## Task requirements
1. Answer these questions using the text on Colorado PGA Tour players:
(a) On which tour did Brandt Jobe win six times in the 1990s?
(b) What injury was Shane Bertsch recovering from early in the year, and when did it happen?
(c) Where does Stadler rank on the Tour money list, and what finish helped him get there?
2. In the text on Colorado PGA Tour players, rewrite the paragraph that begins "Of the seven PGA Tour players" as a short bulleted list that keeps its main facts.
3. Continue the text on Colorado PGA Tour players from the point where it stops.

Of the seven PGA Tour players with strong Colorado ties, two-time winner Jonathan Kaye and Colorado Golf Hall of Famer Brandt Jobe are no longer fully exempt after failing to reach the money threshold required by the medical extensions they received from the Tour. Kaye, a Denver native and former University of Colorado golfer, can get into some Tour events by virtue of his past-champions status, and he and Jobe could receive sponsor exemptions into a handful of tournaments. But they could also try to improve their status by going through Tour qualifying, which concludes on Dec. 7.

Kaye has been playing recently on the Nationwide Tour, while Jobe has been competing on the Japan Golf Tour, where he won six times in the 1990s. Kaye currently stands 163rd on the 2009 PGA Tour money list ($327.408) , while Jobe is 172nd ($265,841).

Another local player, Parker’s Shane Bertsch, returned to the PGA Tour last week after spending the early part of the year recovering from a broken foot suffered late in 2008. If he doesn’t gain fully-exempt status for 2010 by how he performs over the next two months, he’ll likely receive a medical extension that would allow him to play a limited number of tournaments on Tour next year.

Of the remaining four local Tour players, only Stadler appears safe as far as finishing in the top 125 on the 2009 money list, which assures fully-exempt status for 2010. Thanks in no small part to his second-place finish in the Wyndham Championship in August, Stadler ranks 90th on the Tour money list with $925,514.

Items from a data source:
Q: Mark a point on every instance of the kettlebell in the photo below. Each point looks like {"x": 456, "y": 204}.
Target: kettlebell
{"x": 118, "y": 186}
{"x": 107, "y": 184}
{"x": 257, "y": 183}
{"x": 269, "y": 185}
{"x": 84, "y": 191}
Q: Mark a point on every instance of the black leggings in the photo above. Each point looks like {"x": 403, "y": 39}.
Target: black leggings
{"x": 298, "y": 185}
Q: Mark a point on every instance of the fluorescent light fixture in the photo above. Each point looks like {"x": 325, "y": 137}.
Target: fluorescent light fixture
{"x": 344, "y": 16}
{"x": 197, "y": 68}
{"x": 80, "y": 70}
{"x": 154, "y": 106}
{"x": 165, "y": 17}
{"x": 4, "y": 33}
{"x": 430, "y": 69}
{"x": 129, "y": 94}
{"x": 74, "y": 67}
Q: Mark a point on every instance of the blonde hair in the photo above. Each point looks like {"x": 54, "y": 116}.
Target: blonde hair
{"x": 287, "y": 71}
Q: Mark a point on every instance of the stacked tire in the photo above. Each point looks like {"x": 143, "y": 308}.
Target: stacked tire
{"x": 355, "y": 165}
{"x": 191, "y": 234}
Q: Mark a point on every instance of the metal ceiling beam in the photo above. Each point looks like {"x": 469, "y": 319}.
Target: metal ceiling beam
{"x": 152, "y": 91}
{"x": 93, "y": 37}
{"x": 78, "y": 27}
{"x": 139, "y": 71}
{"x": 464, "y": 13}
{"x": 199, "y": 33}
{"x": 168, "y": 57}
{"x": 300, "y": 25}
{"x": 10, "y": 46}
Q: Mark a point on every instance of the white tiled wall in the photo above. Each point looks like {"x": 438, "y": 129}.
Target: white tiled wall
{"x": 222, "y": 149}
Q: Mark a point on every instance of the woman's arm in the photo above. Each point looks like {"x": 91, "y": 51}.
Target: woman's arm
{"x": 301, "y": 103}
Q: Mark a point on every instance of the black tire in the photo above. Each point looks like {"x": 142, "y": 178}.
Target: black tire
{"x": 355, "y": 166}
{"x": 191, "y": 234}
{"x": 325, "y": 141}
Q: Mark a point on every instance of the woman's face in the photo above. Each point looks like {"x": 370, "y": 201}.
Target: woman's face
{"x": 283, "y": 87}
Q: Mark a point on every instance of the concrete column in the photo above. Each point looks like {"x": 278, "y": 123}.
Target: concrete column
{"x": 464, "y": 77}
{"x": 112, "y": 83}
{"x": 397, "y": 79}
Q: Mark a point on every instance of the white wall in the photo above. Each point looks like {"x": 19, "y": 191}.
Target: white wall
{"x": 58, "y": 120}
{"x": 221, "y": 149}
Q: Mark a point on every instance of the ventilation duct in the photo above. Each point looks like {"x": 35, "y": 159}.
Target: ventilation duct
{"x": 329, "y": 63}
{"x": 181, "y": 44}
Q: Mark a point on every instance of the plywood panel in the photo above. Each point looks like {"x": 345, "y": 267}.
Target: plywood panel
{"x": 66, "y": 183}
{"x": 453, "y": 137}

## Responses for each task
1.
(a) The Japan Golf Tour.
(b) A broken foot, suffered late in 2008.
(c) He ranks 90th with $925,514, helped by his second-place finish in the Wyndham Championship in August.

2.
- Two of the seven PGA Tour players with strong Colorado ties, Jonathan Kaye and Brandt Jobe, are no longer fully exempt. They did not reach the money threshold required by their medical extensions from the Tour.
- Kaye is a Denver native, a former University of Colorado golfer and a two-time winner. He can enter some Tour events through his past-champions status.
- Jobe is a Colorado Golf Hall of Famer.
- Both men could receive sponsor exemptions into a handful of tournaments.
- Both could also try to improve their status through Tour qualifying, which concludes on Dec. 7.

3.
A total of $852,752 was required to make the top 125 in 2008, and two local players finished 125th (Laird) and 126th (Bertsch). Golfers who end up in the 126-to-150 range are partially exempt for the following year, historically getting into 20-25 events that year. The 150th player in 2008 won $537,958.

Duval, the former No. 1-ranked player in the world, is probably in the most interesting situation among local Tour members. The Cherry Hills Village resident is competing this year on a one-time exemption by virtue of being in the top 50 on the career money list, but his tournament options will be more limited in 2010 if he falls out of this year’s top 125.

After placing second at the U.S. Open in June — his best finish on the PGA Tour since 2001 — Duval was in good shape, but he’s made just one cut since then (63rd at Buick Open). The result is that he’s dropped to 119th on the 2009 money list ($623,824) and left himself in danger of losing his fully-exempt status on Tour.

As with Duval, Laird, the former Colorado State University golfer, and Olson, a Golden native who attended Mullen High School, stand where they do this year thanks primarily to their performances in one tournament. Duval’s runner-up at the U.S. Open is his only top-50 performance of the year. Laird’s second-place showing in August’s Reno-Tahoe Open is his only top-15 finish of the year on the PGA Tour. And before ending up a career-best third on Sunday at the Turning Stone Resort Championship, Olson hadn’t placed in the top 35 in his rookie season on Tour.

Laird goes into the final five weeks of the Tour season 134th on the money list ($515,254), while Olson is 148th ($412,966) after jumping 66 spots last week.

All in all, it could be a Fall Finish — and a 2010 Tour qualifying — worth remembering.